▸ Activities
1. List every organization named in the passage on community-based health research.
2. Answer these from the passage on community-based health research:
(a) How long did the Thrive Study last?
(b) What did participants lack when they arrived for their exercise classes?
(c) How many control stores did the research team observe?
3. Echo the part of the passage on community-based health research starting with "Program administrators quickly" and going on through "did in the lab.".

(Beginning of Page extract)

Program administrators quickly discovered that real world factors were not properly accounted for in the lab. When trying to replicate the study in real life, participants arrived for their exercise classes without athletic shoes, rendering them unable to do the intense physical activity that participants did in the lab.

 

Identifying obstacles like this during the study is what makes community-based participatory research so effective. Jernigan’s first study did not take place in a lab. It took place across southeast Oklahoma in tribally-owned convenience stores. The Thrive Study, a five-year project funded by the National Heart, Lung and Blood Institute, sought to implement healthy makeovers in tribally-owned and operated convenience stores.

 

The Choctaw Nation and Chickasaw Nation own more than 20 of these convenient stores, which are key sources of revenue. When community members reported shopping for food as much or more at convenient stores than grocery stores, the stores were identified as key points for intervention.

 


 

The research team observed four intervention stores stocked with healthy options and four control stores stocked with unhealthy options over the course of a year. The results showed a promising path for intervention on a consumer level.

(End of Page extract)
(Beginning of Data records)

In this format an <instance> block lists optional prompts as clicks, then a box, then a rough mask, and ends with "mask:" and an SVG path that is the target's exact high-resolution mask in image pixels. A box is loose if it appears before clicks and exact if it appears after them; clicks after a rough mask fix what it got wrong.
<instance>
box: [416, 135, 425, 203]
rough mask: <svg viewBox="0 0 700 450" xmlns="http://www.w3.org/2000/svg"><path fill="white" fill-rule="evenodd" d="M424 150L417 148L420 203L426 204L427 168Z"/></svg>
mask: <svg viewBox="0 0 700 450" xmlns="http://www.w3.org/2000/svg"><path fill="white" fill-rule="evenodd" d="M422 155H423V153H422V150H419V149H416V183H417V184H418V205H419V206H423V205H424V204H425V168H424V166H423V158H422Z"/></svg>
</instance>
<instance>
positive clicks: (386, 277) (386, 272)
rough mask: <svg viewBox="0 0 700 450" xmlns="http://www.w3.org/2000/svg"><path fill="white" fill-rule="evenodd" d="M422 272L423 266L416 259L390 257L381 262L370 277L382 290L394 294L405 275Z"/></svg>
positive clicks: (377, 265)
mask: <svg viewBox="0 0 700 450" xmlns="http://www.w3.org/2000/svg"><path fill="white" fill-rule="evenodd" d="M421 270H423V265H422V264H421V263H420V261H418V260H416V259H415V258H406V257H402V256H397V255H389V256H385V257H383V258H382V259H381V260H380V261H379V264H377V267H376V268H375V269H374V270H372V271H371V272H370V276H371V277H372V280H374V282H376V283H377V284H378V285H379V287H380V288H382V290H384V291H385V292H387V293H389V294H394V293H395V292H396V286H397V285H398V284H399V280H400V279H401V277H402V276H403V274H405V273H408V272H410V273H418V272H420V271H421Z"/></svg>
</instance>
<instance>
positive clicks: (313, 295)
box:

(End of Data records)
(Beginning of Data records)

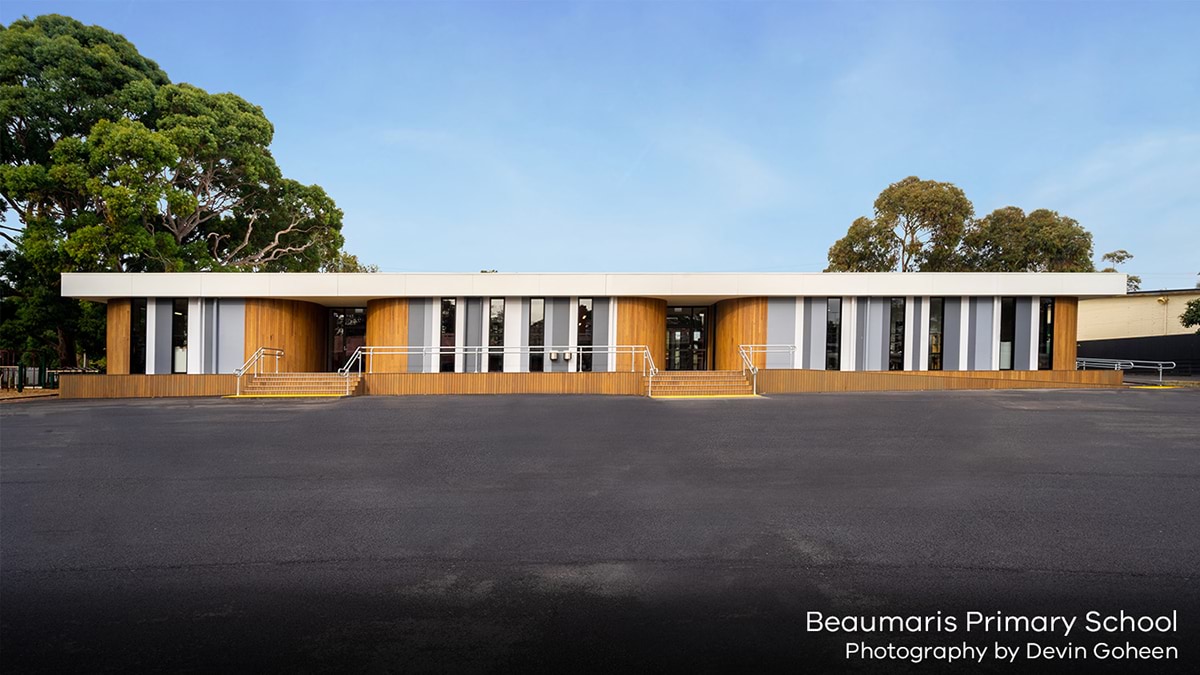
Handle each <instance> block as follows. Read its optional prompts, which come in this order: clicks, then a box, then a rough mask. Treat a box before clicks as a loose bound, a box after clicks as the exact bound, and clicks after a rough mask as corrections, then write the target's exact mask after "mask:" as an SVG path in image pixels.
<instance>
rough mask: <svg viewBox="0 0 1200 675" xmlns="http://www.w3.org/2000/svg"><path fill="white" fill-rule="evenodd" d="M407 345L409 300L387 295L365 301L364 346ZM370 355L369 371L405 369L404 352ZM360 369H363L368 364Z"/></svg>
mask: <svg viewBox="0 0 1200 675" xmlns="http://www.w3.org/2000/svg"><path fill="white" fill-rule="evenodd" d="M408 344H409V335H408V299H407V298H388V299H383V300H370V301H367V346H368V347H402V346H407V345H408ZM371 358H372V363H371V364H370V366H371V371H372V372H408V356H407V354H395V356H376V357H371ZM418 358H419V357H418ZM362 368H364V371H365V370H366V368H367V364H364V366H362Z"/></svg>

(End of Data records)

▸ Task-by-task results
1.
National Heart, Lung and Blood Institute
Choctaw Nation
Chickasaw Nation

2.
(a) Five years.
(b) Athletic shoes.
(c) Four.

3.
Program administrators quickly discovered that real world factors were not properly accounted for in the lab. When trying to replicate the study in real life, participants arrived for their exercise classes without athletic shoes, rendering them unable to do the intense physical activity that participants did in the lab.